* [Extract provided]
########################################

From 97327895574db469eb2de518604061d746192579 Mon Sep 17 00:00:00 2001
From: Chang She <changshe@gmail.com>
Date: Tue, 18 Sep 2012 12:11:36 -0400
Subject: [PATCH 1/3] BUG: apply across non-unique indices. Still failing for
 sparse

---
 pandas/core/frame.py   | 32 +++++++++++++++++++-------------
 pandas/sparse/frame.py |  3 ++-
 2 files changed, 21 insertions(+), 14 deletions(-)

diff --git a/pandas/core/frame.py b/pandas/core/frame.py
index bcfe645d5f14c..501b6ead37b71 100644
--- a/pandas/core/frame.py
+++ b/pandas/core/frame.py
@@ -3745,21 +3745,22 @@ def _apply_standard(self, func, axis, ignore_failures=False):
             pass
 
         if axis == 0:
-            series_gen = ((c, self[c]) for c in self.columns)
+            series_gen = (self.icol(i) for i in range(len(self.columns)))
             res_index = self.columns
             res_columns = self.index
         elif axis == 1:
             res_index = self.index
             res_columns = self.columns
-            series_gen = ((i, Series(v, self.columns, name=i))
-                          for i, v in izip(self.index, self.values))
+            series_gen = (self.irow(i) for i in range(len(self.index)))
 
+        keys = []
         results = {}
         if ignore_failures:
             successes = []
-            for i, (k, v) in enumerate(series_gen):
+            for i, v in enumerate(series_gen):
                 try:
-                    results[k] = func(v)
+                    results[i] = func(v)
+                    keys.append(v.name)
                     successes.append(i)
                 except Exception:
                     pass
@@ -3768,32 +3769,37 @@ def _apply_standard(self, func, axis, ignore_failures=False):
                 res_index = res_index.take(successes)
         else:
             try:
-                for k, v in series_gen:
-                    results[k] = func(v)
+                for i, v in enumerate(series_gen):
+                    results[i] = func(v)

########################################

* [Complete the following]
[A] List each email header field in the pandas patch whose name is followed by a colon, along with its value.
[B] Reproduce the pandas patch from "From 97327895574db469eb2de518604061d746192579 Mon" up to and including "insertions(+), 14 deletions(-)".

* [Data excerpts]

########################################

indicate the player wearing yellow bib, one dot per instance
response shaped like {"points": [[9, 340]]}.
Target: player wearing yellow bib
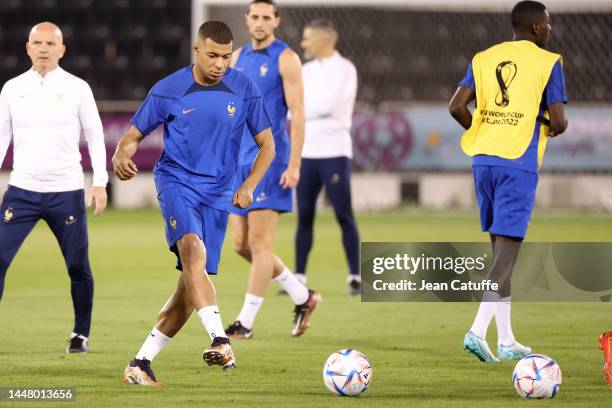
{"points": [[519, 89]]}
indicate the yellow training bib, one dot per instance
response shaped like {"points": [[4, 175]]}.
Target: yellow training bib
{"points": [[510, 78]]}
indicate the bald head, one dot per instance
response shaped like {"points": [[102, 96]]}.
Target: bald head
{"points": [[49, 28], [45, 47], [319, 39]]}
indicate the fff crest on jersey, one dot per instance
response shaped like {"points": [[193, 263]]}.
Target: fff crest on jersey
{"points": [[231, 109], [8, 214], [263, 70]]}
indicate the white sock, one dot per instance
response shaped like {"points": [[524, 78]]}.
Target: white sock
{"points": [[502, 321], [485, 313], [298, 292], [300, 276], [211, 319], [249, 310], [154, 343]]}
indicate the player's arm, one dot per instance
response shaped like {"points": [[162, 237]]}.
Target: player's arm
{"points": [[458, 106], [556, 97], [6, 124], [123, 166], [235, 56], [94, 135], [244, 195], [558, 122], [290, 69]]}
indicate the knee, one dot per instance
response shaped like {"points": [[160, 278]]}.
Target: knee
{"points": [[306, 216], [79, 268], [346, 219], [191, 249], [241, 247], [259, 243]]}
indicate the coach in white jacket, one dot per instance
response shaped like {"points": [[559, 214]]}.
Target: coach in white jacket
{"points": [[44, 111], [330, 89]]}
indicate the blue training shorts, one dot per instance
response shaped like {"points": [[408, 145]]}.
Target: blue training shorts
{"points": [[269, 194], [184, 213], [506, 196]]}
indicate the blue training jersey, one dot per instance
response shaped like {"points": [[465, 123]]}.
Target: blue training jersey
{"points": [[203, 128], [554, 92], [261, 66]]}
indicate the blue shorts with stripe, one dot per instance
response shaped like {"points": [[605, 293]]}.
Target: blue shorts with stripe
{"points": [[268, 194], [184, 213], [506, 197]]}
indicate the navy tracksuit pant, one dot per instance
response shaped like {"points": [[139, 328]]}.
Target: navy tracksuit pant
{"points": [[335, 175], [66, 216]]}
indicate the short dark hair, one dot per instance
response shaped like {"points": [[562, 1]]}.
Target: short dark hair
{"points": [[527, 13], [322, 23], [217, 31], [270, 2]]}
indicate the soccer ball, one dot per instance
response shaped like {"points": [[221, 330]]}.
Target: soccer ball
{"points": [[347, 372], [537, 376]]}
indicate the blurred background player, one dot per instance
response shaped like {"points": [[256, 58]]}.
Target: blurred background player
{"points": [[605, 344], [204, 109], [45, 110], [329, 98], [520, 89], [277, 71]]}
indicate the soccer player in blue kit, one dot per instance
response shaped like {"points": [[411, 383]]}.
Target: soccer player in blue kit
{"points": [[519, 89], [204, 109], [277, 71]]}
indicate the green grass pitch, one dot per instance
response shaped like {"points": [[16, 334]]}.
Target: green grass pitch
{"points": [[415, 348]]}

########################################

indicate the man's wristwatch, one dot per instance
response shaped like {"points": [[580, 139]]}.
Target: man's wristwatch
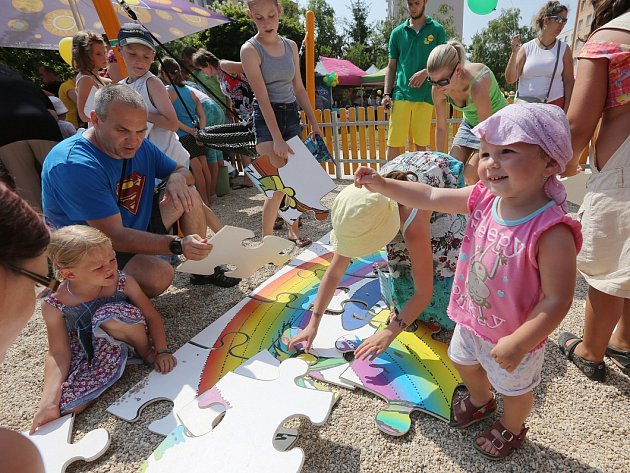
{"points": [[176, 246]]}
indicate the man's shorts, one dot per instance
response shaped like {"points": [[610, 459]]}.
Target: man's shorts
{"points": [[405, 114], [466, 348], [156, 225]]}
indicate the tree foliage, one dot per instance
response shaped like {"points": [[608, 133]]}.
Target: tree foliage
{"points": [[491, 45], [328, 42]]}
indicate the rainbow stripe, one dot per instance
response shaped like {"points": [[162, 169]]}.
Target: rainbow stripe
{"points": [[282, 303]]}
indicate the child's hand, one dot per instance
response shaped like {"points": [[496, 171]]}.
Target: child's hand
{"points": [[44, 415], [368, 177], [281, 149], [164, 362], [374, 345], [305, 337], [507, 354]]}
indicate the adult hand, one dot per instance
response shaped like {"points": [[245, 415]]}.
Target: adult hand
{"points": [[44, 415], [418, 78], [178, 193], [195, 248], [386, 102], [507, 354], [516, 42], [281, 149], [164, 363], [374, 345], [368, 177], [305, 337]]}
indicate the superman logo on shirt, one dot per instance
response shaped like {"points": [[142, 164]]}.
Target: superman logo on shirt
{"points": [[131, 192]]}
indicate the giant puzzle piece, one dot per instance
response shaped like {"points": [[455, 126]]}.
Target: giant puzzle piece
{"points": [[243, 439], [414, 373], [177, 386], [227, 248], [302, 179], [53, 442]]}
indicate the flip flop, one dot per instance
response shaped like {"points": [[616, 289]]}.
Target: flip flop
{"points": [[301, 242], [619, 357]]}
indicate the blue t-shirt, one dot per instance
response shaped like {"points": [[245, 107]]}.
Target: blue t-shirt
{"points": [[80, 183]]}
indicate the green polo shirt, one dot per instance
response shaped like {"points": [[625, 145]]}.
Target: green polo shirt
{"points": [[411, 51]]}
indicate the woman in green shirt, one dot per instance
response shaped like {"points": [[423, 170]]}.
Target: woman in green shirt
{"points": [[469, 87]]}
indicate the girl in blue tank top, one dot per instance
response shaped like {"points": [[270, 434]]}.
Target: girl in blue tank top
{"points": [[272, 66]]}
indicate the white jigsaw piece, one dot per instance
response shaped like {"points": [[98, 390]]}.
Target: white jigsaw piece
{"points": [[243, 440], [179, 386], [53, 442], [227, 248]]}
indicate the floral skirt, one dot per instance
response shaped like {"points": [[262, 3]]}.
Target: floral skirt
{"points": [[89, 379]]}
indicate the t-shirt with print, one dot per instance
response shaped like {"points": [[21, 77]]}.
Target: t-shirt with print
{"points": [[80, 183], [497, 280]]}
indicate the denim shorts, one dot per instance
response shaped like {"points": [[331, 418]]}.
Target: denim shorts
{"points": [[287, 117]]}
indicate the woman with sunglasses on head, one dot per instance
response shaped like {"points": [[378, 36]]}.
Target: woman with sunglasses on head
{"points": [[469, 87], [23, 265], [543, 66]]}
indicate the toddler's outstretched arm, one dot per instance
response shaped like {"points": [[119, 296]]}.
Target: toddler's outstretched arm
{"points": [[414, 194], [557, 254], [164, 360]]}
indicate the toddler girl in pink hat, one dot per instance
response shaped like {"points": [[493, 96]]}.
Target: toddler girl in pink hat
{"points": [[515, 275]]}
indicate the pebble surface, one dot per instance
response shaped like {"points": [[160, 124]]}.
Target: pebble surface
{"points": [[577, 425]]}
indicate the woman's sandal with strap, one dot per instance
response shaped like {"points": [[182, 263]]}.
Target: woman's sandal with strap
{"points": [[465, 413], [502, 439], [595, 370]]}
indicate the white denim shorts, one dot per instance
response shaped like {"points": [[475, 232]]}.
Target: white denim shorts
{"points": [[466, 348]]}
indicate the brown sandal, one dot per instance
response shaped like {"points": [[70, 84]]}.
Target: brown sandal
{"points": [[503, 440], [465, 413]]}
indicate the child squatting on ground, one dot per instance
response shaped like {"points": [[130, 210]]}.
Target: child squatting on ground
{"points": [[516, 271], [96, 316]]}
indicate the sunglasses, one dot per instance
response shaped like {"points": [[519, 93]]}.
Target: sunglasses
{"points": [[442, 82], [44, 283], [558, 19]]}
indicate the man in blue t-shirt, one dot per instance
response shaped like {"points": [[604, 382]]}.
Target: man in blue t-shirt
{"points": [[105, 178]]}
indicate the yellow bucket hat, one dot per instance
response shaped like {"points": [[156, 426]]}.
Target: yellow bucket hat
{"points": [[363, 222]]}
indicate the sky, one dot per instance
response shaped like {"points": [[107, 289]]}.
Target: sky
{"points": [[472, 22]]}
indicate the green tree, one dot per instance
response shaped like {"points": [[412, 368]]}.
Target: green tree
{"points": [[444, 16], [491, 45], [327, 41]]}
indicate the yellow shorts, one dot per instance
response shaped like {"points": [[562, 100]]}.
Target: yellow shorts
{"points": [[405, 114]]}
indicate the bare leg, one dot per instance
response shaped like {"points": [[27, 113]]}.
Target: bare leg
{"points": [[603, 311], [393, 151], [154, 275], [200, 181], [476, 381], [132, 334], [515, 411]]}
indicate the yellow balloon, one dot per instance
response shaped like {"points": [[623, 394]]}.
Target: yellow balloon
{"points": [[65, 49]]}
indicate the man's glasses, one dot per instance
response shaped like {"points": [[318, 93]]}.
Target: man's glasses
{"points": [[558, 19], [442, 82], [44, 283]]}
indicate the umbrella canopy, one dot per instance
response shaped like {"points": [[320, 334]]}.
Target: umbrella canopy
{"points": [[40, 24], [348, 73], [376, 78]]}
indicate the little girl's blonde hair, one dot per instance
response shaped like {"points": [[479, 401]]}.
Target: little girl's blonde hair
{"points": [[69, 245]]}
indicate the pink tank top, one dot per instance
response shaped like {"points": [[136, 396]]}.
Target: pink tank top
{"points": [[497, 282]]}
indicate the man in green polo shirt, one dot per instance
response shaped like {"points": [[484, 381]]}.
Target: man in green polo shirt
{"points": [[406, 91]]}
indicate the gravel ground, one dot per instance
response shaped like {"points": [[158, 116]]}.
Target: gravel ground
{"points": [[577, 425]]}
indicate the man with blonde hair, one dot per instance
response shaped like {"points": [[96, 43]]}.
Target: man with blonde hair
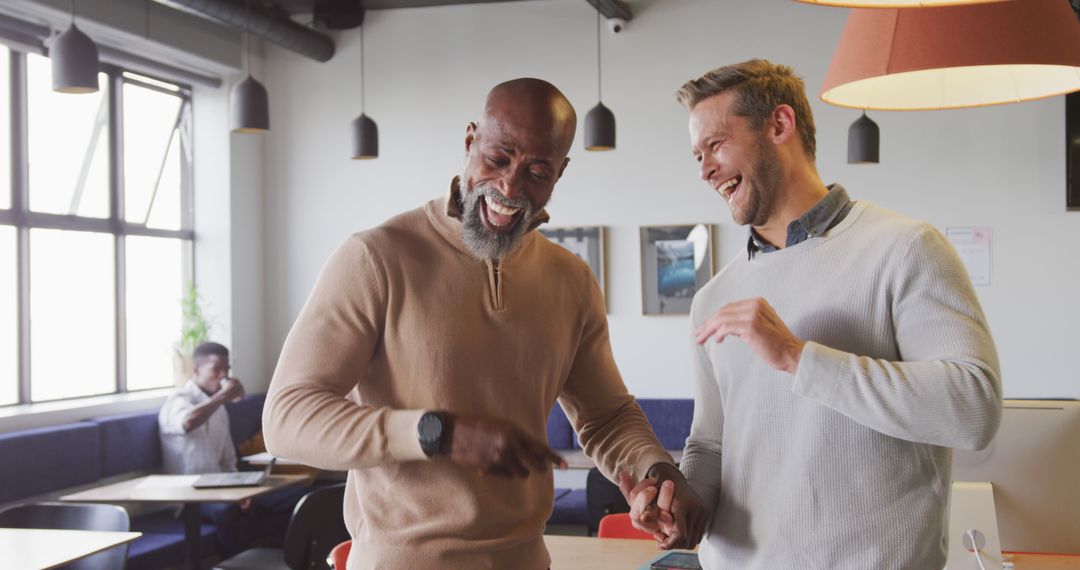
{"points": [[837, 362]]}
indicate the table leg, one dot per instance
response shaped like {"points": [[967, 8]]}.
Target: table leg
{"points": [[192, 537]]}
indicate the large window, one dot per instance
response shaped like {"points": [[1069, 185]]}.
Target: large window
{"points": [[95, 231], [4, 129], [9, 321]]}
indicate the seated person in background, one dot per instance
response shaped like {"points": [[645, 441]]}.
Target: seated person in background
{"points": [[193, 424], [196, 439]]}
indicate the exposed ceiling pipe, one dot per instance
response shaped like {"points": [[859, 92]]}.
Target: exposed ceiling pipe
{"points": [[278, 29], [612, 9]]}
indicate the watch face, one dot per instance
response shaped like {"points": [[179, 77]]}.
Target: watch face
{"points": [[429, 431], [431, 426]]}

########################################

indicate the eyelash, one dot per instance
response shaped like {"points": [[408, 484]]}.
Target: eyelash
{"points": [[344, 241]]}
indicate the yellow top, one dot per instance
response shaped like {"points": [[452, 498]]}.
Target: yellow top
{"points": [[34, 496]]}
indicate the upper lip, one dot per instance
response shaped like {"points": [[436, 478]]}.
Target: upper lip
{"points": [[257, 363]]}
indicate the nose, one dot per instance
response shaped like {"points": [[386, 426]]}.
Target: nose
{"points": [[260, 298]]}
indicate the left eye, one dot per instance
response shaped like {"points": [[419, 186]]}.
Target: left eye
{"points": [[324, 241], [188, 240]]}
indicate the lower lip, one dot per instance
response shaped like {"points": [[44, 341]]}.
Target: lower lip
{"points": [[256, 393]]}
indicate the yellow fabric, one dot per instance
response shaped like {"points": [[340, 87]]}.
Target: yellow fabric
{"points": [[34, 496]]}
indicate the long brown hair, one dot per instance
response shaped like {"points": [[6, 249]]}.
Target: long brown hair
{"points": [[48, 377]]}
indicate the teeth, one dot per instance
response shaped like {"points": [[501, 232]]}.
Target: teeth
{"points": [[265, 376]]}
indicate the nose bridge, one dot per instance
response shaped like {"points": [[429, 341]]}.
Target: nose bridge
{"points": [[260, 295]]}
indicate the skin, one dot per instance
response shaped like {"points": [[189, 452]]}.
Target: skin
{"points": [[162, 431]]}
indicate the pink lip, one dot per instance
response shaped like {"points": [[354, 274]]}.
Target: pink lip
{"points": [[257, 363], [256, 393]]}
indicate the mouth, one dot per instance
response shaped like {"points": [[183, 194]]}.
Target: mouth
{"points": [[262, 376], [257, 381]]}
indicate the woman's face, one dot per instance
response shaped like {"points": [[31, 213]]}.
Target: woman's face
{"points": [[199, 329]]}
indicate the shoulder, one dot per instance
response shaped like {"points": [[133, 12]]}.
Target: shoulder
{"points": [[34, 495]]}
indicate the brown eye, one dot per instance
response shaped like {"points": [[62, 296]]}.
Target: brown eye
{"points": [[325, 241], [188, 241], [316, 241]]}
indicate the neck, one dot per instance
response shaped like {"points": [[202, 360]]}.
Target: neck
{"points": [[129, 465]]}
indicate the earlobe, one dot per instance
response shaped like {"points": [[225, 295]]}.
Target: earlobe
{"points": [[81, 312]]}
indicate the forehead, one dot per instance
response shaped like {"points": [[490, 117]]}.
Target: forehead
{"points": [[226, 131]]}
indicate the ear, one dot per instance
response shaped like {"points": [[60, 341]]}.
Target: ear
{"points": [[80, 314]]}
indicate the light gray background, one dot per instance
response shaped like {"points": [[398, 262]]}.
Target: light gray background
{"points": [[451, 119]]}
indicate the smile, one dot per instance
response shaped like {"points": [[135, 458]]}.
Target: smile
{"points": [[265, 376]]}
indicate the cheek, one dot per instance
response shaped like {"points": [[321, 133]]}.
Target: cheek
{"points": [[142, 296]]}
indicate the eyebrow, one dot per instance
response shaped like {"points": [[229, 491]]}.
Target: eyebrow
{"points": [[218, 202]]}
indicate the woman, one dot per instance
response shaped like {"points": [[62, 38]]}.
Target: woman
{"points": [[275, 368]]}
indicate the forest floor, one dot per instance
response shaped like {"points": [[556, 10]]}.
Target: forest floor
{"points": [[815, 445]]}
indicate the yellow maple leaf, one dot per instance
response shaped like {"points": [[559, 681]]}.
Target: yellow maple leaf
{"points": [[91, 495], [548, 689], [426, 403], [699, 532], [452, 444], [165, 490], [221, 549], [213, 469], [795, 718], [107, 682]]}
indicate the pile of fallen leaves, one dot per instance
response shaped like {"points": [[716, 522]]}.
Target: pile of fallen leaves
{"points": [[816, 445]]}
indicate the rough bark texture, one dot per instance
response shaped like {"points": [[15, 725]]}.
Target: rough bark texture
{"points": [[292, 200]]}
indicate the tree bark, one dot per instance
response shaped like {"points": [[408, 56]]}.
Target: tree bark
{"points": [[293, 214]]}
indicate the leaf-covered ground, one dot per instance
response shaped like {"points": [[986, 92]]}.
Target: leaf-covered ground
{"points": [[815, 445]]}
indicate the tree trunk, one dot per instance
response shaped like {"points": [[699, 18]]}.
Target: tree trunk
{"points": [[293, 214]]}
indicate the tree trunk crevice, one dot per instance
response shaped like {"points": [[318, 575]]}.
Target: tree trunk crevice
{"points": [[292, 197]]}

########################################

* [Answers provided]
[A]
From: Chang She <changshe@gmail.com>
Date: Tue, 18 Sep 2012 12:11:36 -0400
Subject: [PATCH 1/3] BUG: apply across non-unique indices. Still failing for sparse

[B]
From 97327895574db469eb2de518604061d746192579 Mon Sep 17 00:00:00 2001
From: Chang She <changshe@gmail.com>
Date: Tue, 18 Sep 2012 12:11:36 -0400
Subject: [PATCH 1/3] BUG: apply across non-unique indices. Still failing for
 sparse

---
 pandas/core/frame.py   | 32 +++++++++++++++++++-------------
 pandas/sparse/frame.py |  3 ++-
 2 files changed, 21 insertions(+), 14 deletions(-)